Exercise objective: Exactly as they appear, set down all of the records.

[Data shown]

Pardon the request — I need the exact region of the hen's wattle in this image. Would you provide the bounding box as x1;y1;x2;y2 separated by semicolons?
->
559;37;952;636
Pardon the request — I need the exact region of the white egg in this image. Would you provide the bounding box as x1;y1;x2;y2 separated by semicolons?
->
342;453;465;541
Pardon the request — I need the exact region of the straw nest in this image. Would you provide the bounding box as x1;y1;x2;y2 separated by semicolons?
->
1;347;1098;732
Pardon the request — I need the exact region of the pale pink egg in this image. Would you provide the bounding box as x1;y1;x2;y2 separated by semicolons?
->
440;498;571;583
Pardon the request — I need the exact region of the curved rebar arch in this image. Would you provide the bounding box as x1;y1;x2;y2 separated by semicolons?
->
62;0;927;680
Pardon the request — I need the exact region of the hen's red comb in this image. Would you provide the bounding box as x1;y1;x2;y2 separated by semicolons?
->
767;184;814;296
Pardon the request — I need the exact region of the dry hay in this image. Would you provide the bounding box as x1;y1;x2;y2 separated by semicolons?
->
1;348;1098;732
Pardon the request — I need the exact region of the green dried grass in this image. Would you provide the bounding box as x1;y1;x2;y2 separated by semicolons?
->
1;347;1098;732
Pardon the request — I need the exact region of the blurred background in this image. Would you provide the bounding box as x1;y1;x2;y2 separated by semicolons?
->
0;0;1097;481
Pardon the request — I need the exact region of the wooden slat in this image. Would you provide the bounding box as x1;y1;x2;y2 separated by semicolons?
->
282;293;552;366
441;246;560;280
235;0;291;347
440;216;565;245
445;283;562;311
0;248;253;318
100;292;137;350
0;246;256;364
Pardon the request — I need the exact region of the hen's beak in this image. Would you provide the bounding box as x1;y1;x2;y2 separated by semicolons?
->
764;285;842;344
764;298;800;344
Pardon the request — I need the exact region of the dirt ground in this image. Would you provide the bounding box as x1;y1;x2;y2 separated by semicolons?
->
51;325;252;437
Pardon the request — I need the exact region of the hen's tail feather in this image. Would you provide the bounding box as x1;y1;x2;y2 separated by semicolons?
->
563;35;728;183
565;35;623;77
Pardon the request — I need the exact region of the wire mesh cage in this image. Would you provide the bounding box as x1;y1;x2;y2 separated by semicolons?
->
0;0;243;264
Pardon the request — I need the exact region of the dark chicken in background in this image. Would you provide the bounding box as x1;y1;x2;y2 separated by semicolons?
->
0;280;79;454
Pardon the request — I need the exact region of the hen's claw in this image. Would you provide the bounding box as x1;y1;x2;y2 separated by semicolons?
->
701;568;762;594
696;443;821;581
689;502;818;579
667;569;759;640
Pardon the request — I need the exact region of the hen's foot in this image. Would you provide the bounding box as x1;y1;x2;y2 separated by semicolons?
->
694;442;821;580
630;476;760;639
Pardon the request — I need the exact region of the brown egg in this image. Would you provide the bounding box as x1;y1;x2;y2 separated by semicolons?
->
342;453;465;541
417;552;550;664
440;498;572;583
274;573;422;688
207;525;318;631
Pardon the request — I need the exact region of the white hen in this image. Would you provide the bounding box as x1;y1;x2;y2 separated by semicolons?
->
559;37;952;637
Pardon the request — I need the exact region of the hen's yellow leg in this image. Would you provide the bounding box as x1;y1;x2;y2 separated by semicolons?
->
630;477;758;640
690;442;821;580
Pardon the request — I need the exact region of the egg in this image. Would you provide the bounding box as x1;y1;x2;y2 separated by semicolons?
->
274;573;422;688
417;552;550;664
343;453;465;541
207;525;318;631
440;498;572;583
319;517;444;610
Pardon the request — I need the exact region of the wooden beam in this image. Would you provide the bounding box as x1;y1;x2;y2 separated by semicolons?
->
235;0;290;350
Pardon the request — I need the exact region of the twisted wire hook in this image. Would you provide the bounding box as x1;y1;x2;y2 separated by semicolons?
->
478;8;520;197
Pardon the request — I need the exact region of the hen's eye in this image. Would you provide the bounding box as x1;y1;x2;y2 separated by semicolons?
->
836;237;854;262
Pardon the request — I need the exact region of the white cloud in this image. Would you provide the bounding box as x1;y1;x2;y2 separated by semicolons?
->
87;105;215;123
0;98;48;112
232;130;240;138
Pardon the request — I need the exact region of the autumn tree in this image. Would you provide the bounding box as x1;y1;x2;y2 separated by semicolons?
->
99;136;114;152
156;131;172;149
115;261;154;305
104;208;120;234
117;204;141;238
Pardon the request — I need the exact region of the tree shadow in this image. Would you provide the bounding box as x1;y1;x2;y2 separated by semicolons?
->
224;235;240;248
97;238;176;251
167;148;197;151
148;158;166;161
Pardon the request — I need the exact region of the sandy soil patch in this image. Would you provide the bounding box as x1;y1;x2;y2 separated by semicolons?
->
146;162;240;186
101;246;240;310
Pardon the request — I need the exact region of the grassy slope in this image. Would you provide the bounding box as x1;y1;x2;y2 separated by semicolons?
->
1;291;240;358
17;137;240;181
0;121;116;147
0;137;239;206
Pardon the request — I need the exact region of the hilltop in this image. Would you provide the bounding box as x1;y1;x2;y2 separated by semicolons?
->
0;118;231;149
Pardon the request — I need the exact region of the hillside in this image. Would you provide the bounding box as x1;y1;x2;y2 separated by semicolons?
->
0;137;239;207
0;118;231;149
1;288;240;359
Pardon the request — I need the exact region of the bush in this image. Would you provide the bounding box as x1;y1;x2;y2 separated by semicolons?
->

[/Data shown]

Response for this exercise:
Pardon the request — I need the exact region of the hen's wattle in this image. Would you provide the bounding box as x1;y1;x2;y2 separated by semicolons?
->
559;37;952;636
Pardon the request — I need the exact region of the white egg in this image. Would you provide the bounding box as x1;y1;x2;y2 separated by semicolons?
->
342;453;465;541
Pardon the request — I need the exact region of the straw nest in this image. Would you provide the bounding box as x1;y1;x2;y2 separated by semicolons?
->
1;347;1098;732
Pardon the request — I need the exact region of the pale pink egg in this image. Would you provide the bounding box as x1;y1;x2;y2 separated by semicolons?
->
440;498;571;583
Pardon the request — I need the exact region of the curved rebar arch in this image. Would you provide the bounding box as x1;y1;x2;y2 separated by semicolons?
->
62;0;927;680
Pardon the request — I need the exact region of the hen's red comb in this image. Would you provide the bounding box as x1;y1;x2;y2 separated by semicolons?
->
767;184;814;296
Pardon the request — I need the exact region of the dry hay in this image. Would you provide the bounding box as x1;y1;x2;y2 separated by semicolons?
->
1;348;1098;732
Pardon the request — I need the exact region of the green dried grass in this image. Would you provide the bounding box as x1;y1;x2;y2 separated by semicolons?
->
1;347;1098;732
Pardon the request — I need the exact region of the blurred background in this image. Would you provide the bounding box as x1;y1;x2;y2 separated by semicolons?
->
0;0;1097;481
Pardon the request — I need the exact region of the wooden slat in this image. Would you provide the bounding box as x1;y1;x2;y2 separated by semicolons?
->
282;293;552;366
441;246;560;280
235;0;291;347
440;216;565;245
445;283;562;311
0;248;253;318
100;292;137;350
0;246;256;364
Pardon the request — I need the exact region of the hen's beak in this image. Would you provide the bounding box as x1;y1;x2;y2 separated by semicolons?
->
764;285;842;344
764;298;800;344
Pardon the request — I need the exact region of the dirt ground in this image. Would you provide the bounding box as x1;y1;x2;y2 separated by semicolons?
->
51;325;252;437
Pardon the request — I need the exact region of the hen's tail feather in this image. Would you provide the bounding box as x1;y1;x2;y2 separated by semicolons?
->
563;35;728;183
565;35;623;77
Pardon the request — I need the exact region of the wire mesh cage in this image. Would you provide the bounding box as x1;y1;x2;y2 separated by semicolons?
->
0;0;243;264
Pardon the request — I need the exact region of the dark chicken in background in this image. Would you provide the bounding box as x1;y1;x2;y2 separated by semicolons?
->
0;280;79;454
Pardon the request — I need the exact region of the hen's claw in this image. Would you provide the bounding box as x1;y1;x2;y2 separated by semicolons?
->
701;568;762;594
696;443;821;581
689;502;818;579
667;569;759;640
Pardon the request — I need the exact region of the hen's foot in this image. Would you provide the bounding box as x1;y1;x2;y2 separated by semicolons?
->
694;442;821;580
630;476;760;639
Pardon the request — I need the exact region of the brown egg in this image. Would you provide the bounding box as x1;y1;x2;y2 separated by semicolons?
->
342;453;465;541
417;552;550;664
440;498;572;583
274;573;422;688
207;525;318;631
Pardon the request — I need the exact region of the white hen in this image. Would you provide the bounding box as x1;y1;x2;y2 separated by semicolons?
->
559;37;952;637
Pardon the request — I need the exact region of the hen's yellow leg in this image. Would you provide the bounding box as x1;y1;x2;y2 separated by semicolons?
->
630;477;758;640
690;442;821;580
Pardon the request — I need the exact region of the egg in this image. Would you provide the bounding box as x1;y1;x2;y2 separated by semicolons?
->
274;573;422;688
417;552;550;664
343;453;465;541
207;525;318;631
440;498;572;583
319;517;444;610
Pardon the request — I need the exact region of the wooden beam in this image. Would you provide the bounding box as x1;y1;x2;y2 separated by semicolons?
->
235;0;290;350
Pardon the request — I need the exact region of the twisted wire hook in this image. Would you provide the bounding box as x1;y1;x2;y2 separated by semicolons?
->
478;8;520;197
Pardon the request — I need the exact region of the hen's eye in this image. Would you provide the bounding box as x1;y1;x2;y2 separated by semicolons?
->
836;237;854;262
Pardon the request — I need the exact region of the white cloud in this image. Would you provide the bounding box as x1;y1;x2;y2 separated by semicolons?
->
87;105;215;123
0;98;48;112
232;130;240;138
Pardon the request — I need the exact region of the autumn tree in this image. Would you provide the bounding box as x1;y1;x2;y2 separated by semicolons?
->
99;136;114;152
156;131;172;149
115;261;154;305
104;208;120;234
117;204;141;238
Pardon the request — I need the exact region of the tree shadow in this image. Would you provide the bounding box as x1;y1;x2;y2 separated by semicolons?
->
224;235;240;248
97;238;176;251
167;148;197;151
148;158;166;161
Pardon the request — I need the exact region of the sandy soil patch in this image. Would you provide the bounding box as x1;y1;x2;y2 separated by semicolons?
->
146;162;240;186
101;246;240;310
Pardon the request — I need the exact region of the grassy slope in this image. Would you provide the bounding box as x1;y1;x2;y2 separated by semicolons?
->
1;291;240;358
17;137;240;181
0;121;116;147
0;137;239;206
Pardon the request — I need the exact region of the hilltop in this image. Would you provide the bounding box as x1;y1;x2;y2 separated by semicolons?
->
0;118;231;149
Pardon the request — I need the exact region of the hillside in this image. Would you provide the bounding box as x1;y1;x2;y2 separated by semicolons?
->
0;137;239;207
0;118;231;149
1;288;240;359
Pardon the request — I need the exact region of the bush in this image. Would you provide the bounding box as x1;y1;x2;y2 separated by semicolons?
->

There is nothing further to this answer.